— START Recorded data —

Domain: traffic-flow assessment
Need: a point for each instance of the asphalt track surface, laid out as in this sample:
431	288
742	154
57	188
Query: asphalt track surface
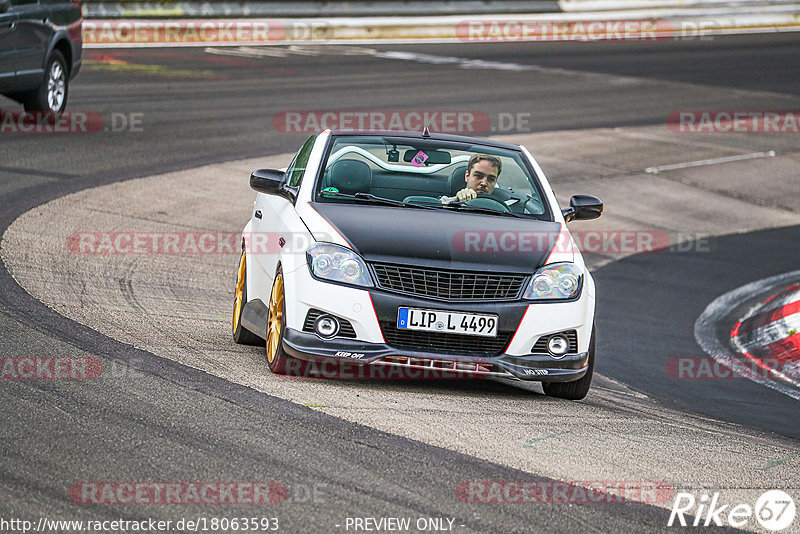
166	421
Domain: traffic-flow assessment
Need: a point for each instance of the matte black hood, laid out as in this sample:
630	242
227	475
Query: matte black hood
446	239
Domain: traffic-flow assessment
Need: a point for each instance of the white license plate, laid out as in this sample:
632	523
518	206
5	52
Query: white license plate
447	322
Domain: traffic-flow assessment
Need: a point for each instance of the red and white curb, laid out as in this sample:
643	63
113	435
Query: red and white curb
767	336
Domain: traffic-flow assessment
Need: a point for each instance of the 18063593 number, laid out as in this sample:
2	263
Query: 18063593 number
237	524
447	322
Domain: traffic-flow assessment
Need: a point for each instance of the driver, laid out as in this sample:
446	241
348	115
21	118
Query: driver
481	177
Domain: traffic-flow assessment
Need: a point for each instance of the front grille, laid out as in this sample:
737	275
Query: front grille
345	328
453	343
448	285
572	340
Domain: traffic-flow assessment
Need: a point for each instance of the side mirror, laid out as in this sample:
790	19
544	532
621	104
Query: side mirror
583	207
272	182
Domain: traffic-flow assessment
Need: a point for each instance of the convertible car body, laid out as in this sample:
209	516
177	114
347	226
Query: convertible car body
361	252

— END Recorded data —

» **Exercise objective**
What you return should match the records above word for word, minus the pictures.

» **Result for this task**
Domain: traffic-flow assessment
Need: a point for each instance of the asphalt track surface, laid out as in this sample:
431	288
742	154
57	188
Query: asphalt track surface
166	421
Domain: traffic-flow assessment
Need: a point for each instance of the matte black hood, laid out as in this sample:
630	242
227	475
Query: matte black hood
446	239
Domain: traffic-flow assessment
Need: a point for each instance of the white license plate, laid out as in this sample:
632	523
518	206
5	52
Query: white license plate
447	322
Domain: traffic-flow assessment
Need: a point for each instance of the red and white curb, laid out as in this sample:
643	63
113	435
Query: red and white curb
767	336
Domain: traffic-flow assessment
Need: a point for each instance of the 18063593 number, laid out as in this sample:
2	263
Query: 18063593 number
237	524
447	322
Domain: traffic-flow assessment
Need: a point for each instance of the driver, laid out as in this sample:
446	241
348	115
21	118
Query: driver
481	177
Domain: traffic-flow assessment
Need: a point for each instance of the front grille, laid out as in this sample:
737	275
Query: front grille
345	328
453	343
448	285
572	340
Domain: traffic-flow assessment
Need: a point for each instance of the side mirror, laid out as in this sample:
790	19
544	532
621	104
Query: side mirror
583	207
272	182
Domain: traffic-flow assessment
Need: a point for each instance of the convertible car body, laid out as in this sample:
209	516
177	114
347	226
Query: convertible car body
361	252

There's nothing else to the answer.